::: Text passage :::
# Yup I think the woodstove I got is too big



## Wyld Bill (Dec 18, 2011)

SOme of you may have seen my posts on the VC Defient I scored for cheap then rebuilt. Well I was a little worried it may be too many BTUs for our 28x54 ranch. Well I think I was right. We have had a VERY mild early Winter & this thing is using more wood than the old beat up Encore used in 10 degree & lower weather & is making the house 75 to 80 degrees even on low heat output. It's kind of a bummer because I widened my hearth for this stove & I love the stove but I think it is just plain too big. I can sell it & make money off it though. Look like I'll be looking for another ENcore or something similar is size.


----------



## HotCoals (Dec 18, 2011)

Can you keep the flames under control or no?


----------



## Wyld Bill (Dec 18, 2011)

HotCoals said:
			
		

> Can you keep the flames under control or no?


Well you know how it works with woodstove,...if I let it die down & not keep it full & throttle it down enough it won't overheat the house but then my flue temps are way too low. With my old stove ti was always running nice high flue temps just to keep the house warm to the chimney never creosoted/sooted up.


----------



## HotCoals (Dec 18, 2011)

You really don't need high flue temps with epa stoves..but check your flue anyway.
You have burn tubes right?


----------



## Wyld Bill (Dec 18, 2011)

HotCoals said:
			
		

> You really don't need high flue temps with epa stoves..but check your flue anyway.
> You have burn tubes right?


No burn tubes just a "maze" that the flue gases go through & reburn when you switch it over.


----------



## SpeakEasy (Dec 18, 2011)

Wyld Bill said:
			
		

> SOme of you may have seen my posts on the VC Defient I scored for cheap then rebuilt. Well I was a little worried it may be too many BTUs for our 28x54 ranch. Well I think I was right. We have had a VERY mild early Winter & this thing is using more wood than the old beat up Encore used in 10 degree & lower weather & is making the house 75 to 80 degrees even on low heat output. It's kind of a bummer because I widened my hearth for this stove & I love the stove but I think it is just plain too big. I can sell it & make money off it though. Look like I'll be looking for another ENcore or something similar is size.



You're going to need a bigger house! Add on!

-Speak


----------



## NH_Wood (Dec 18, 2011)

Small splits and fewer of them for shorter, hot fires. Wait till you need the full power of the stove. I'd keep it and experiment with different burning techniques - at least for a full season and perhaps two seasons. Cheers!


----------



## weatherguy (Dec 18, 2011)
:::
Please edit the part of the woodstove thread that opens with "## NH_Wood (Dec" and closes with "weatherguy (Dec 18, 2011)", giving it again with "full season" changed to "full winter".
::: Entries :::
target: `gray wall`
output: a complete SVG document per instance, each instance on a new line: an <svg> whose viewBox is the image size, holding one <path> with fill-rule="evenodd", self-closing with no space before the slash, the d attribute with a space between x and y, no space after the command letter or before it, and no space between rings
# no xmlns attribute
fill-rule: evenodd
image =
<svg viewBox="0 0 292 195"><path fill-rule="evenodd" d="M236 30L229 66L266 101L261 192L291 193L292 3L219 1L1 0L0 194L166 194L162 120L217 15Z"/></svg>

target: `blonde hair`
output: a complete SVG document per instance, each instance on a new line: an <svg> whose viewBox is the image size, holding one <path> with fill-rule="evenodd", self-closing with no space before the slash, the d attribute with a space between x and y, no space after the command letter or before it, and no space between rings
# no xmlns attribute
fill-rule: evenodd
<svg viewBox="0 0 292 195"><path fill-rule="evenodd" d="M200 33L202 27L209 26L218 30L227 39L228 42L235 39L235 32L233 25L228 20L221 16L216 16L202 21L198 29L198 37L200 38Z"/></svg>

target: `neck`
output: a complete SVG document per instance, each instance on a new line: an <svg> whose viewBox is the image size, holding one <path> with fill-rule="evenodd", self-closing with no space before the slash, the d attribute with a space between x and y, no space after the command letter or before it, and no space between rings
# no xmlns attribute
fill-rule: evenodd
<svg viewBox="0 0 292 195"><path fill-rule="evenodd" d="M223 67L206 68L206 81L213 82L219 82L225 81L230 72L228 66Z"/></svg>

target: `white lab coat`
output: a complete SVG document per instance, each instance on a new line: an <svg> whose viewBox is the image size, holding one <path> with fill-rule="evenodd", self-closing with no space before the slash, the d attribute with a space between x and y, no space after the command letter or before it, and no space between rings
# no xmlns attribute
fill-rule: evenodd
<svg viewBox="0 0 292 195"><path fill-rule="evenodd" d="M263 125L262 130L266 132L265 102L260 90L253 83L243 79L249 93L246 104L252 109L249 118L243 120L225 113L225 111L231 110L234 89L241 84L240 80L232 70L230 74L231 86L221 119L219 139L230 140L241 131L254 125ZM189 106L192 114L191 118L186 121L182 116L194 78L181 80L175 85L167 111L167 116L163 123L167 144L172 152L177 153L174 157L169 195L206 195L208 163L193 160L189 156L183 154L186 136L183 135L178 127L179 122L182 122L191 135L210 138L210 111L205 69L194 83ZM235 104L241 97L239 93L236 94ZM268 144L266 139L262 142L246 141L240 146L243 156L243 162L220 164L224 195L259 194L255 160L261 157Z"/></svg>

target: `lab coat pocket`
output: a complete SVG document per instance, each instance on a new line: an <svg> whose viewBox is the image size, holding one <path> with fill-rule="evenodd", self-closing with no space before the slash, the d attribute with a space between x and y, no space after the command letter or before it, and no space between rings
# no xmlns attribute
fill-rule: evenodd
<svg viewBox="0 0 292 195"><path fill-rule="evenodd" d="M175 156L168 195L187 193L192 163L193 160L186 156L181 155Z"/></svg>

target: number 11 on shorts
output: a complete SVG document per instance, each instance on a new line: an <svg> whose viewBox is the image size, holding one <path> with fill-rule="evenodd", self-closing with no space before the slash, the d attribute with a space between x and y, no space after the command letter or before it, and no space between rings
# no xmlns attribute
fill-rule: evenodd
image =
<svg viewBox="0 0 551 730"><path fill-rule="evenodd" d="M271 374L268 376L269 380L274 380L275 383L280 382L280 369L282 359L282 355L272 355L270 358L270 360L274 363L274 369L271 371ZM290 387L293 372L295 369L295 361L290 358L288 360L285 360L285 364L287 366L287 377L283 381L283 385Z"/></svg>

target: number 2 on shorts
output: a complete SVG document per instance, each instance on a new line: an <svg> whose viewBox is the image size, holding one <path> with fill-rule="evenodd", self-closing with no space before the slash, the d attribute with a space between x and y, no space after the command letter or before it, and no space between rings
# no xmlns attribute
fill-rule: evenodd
:::
--- Full output ---
## NH_Wood (Dec 18, 2011)

Small splits and fewer of them for shorter, hot fires. Wait till you need the full power of the stove. I'd keep it and experiment with different burning techniques - at least for a full winter and perhaps two seasons. Cheers!


----------



## weatherguy (Dec 18, 2011)